> **Dataset entries**

──────────

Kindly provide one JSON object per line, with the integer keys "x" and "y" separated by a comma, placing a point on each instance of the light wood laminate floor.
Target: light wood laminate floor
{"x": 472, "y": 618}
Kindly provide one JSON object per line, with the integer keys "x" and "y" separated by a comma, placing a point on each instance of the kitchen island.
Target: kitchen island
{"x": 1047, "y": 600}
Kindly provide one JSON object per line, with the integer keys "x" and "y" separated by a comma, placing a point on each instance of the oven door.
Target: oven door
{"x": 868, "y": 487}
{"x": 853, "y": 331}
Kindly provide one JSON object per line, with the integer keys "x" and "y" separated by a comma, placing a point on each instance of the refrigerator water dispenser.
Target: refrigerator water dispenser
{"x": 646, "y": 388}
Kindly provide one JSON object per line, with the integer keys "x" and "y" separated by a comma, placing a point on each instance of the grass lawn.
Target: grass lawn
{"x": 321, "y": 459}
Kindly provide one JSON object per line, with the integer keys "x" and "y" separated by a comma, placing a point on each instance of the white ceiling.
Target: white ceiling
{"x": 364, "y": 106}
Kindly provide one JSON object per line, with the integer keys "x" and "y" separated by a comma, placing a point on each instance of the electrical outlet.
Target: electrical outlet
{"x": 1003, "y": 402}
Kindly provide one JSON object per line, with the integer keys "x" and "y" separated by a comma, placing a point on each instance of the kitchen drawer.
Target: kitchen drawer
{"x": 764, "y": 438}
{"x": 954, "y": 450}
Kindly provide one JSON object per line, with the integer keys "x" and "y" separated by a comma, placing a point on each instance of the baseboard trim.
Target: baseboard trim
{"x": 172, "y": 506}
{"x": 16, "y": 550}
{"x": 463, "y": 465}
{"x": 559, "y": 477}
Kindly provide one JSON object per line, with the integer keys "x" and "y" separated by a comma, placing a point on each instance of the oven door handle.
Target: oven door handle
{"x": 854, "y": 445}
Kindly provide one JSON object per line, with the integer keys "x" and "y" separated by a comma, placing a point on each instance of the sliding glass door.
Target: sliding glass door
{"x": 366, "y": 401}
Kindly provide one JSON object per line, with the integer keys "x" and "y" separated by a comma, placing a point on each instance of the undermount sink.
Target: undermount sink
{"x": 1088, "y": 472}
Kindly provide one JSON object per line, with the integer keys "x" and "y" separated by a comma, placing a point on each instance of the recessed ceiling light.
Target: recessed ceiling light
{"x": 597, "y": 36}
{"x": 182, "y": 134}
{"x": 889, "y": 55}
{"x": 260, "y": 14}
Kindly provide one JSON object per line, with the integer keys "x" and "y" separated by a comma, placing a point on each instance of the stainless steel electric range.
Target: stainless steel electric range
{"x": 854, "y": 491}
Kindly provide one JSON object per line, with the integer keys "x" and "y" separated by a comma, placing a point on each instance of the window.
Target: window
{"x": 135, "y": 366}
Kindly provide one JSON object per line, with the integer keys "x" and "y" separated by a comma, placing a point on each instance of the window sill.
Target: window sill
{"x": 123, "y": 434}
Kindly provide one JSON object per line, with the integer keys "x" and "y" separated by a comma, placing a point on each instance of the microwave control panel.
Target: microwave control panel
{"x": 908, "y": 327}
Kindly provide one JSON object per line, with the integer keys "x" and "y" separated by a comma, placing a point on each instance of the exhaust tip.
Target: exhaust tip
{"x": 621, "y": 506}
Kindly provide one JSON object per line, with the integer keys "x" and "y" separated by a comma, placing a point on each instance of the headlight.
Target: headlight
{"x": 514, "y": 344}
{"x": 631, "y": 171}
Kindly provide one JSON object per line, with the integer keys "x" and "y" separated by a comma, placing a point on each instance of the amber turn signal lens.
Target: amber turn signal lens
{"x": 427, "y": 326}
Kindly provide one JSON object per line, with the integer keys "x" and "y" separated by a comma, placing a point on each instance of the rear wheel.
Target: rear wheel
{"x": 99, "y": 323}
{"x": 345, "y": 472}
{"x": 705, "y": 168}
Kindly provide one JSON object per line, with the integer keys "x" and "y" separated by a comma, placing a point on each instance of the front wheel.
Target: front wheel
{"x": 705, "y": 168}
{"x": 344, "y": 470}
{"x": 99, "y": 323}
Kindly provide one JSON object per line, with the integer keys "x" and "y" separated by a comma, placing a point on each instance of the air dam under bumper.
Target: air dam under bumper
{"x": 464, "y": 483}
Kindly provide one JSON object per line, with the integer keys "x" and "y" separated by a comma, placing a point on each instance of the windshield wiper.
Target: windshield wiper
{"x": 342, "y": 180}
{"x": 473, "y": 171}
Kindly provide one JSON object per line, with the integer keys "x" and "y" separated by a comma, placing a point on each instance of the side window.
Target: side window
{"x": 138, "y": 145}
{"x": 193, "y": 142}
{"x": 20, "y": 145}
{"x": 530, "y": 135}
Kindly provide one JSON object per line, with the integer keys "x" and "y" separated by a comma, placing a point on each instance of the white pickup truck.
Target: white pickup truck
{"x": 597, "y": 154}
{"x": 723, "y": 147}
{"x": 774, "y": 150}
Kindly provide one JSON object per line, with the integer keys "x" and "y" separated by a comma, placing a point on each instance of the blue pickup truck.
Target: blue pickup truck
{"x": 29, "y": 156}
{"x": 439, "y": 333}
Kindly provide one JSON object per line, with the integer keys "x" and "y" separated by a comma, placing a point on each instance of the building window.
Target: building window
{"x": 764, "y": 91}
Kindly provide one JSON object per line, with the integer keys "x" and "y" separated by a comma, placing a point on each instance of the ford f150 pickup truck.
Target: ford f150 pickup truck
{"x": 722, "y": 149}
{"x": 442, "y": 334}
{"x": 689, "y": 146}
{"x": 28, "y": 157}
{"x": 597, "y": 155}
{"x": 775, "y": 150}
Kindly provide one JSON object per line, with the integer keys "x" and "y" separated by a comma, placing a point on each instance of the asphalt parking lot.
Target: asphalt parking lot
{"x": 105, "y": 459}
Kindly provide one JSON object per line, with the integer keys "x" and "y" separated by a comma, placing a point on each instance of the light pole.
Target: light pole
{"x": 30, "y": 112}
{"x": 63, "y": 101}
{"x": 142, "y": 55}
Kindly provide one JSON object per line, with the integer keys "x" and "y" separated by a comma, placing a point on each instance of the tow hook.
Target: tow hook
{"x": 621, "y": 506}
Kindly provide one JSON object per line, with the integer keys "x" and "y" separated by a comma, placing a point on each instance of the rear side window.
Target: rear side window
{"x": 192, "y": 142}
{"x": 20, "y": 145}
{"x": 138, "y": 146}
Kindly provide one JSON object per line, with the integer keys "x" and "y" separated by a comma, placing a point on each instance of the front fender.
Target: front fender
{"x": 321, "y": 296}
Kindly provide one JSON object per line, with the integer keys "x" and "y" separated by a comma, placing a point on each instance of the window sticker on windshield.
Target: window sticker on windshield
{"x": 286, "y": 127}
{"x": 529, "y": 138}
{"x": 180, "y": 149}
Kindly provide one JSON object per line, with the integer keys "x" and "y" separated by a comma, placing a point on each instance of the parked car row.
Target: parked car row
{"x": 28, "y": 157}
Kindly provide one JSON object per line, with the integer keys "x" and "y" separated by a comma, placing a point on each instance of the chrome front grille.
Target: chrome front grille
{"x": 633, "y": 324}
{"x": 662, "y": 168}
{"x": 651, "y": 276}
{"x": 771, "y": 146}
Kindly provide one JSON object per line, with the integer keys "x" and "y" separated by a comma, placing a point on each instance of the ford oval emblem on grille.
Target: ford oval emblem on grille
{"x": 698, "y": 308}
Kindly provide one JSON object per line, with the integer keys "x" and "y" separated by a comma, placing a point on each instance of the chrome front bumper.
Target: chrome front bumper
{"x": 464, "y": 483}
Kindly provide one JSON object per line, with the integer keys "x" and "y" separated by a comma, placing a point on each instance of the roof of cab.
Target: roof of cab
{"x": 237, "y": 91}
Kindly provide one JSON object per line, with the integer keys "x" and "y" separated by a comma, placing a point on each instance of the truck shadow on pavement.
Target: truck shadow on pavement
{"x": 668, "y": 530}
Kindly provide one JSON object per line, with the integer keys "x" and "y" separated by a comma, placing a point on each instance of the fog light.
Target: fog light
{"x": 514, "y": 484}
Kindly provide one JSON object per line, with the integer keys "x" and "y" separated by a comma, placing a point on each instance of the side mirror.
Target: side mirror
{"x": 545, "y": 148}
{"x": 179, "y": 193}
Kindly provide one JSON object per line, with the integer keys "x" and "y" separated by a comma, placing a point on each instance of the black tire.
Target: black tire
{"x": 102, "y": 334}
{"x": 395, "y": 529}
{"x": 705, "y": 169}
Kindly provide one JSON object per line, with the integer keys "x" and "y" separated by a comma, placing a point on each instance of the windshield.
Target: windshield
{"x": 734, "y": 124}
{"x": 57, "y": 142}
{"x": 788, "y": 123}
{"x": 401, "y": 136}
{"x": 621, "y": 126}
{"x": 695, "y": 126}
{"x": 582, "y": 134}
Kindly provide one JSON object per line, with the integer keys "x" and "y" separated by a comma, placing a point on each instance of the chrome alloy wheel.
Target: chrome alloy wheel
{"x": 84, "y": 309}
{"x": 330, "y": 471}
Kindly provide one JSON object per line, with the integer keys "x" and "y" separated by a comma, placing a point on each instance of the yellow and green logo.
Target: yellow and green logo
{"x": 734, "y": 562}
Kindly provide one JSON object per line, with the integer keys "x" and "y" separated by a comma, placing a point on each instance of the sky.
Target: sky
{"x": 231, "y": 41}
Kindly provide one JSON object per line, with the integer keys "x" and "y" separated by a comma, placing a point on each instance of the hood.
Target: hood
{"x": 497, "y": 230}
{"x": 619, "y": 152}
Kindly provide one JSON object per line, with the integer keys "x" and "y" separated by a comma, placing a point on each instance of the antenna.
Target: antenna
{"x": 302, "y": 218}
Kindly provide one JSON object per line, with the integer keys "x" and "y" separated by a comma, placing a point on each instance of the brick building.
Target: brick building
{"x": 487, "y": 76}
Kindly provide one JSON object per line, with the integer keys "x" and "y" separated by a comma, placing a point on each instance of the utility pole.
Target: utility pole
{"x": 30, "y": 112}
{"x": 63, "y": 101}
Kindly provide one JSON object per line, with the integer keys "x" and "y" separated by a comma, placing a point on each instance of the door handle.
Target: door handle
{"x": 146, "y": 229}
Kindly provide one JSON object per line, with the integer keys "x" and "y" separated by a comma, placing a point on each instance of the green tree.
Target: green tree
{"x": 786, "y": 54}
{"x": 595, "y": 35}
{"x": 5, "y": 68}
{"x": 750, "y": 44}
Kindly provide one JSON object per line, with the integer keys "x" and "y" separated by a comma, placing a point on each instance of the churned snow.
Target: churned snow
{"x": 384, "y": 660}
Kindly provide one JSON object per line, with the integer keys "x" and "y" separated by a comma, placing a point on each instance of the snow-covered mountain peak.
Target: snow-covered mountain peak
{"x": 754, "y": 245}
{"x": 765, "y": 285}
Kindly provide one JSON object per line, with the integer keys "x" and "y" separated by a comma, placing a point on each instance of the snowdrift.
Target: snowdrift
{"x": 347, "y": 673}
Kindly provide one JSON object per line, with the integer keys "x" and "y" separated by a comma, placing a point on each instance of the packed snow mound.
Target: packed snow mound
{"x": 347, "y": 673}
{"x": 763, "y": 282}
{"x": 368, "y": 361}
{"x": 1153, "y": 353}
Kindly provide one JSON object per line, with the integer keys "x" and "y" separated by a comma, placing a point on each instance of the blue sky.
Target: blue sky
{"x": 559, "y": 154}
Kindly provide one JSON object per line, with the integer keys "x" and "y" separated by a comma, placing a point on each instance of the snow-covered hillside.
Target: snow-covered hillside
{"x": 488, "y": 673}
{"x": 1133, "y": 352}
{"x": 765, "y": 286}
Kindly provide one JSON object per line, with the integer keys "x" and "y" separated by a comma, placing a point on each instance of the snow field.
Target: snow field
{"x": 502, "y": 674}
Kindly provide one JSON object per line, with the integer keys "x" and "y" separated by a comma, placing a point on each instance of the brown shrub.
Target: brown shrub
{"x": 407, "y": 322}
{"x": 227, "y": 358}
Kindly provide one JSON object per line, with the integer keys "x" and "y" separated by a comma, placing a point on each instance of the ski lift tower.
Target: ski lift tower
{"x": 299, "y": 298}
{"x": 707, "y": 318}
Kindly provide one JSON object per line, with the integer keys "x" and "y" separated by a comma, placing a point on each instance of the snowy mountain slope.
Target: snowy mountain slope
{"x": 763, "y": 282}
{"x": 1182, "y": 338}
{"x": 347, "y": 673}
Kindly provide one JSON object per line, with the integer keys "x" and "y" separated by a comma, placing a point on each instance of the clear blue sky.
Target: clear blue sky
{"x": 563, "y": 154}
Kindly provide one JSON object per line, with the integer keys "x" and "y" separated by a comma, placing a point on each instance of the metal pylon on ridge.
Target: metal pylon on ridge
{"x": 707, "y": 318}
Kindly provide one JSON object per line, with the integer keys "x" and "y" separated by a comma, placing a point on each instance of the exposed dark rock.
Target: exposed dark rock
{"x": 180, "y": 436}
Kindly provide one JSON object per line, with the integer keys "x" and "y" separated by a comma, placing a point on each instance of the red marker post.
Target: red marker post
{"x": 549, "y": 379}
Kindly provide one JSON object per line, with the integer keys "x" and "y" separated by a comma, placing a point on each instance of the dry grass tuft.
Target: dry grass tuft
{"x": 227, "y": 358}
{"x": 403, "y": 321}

──────────

> **What to do**
Using the data above, print exactly the lines from the line that contains "of the headlight." through the line that contains "turn signal lens.", with both included.

> **Output**
Kindly provide one JSON object per line, with the integer keys "x" and "y" separated by a comma, placing a point on each instance of the headlight.
Target: headlight
{"x": 514, "y": 344}
{"x": 631, "y": 171}
Kindly provide one JSON object per line, with the integer keys "x" and "y" separated by a comma, placing a point on each instance of the amber turn signal lens.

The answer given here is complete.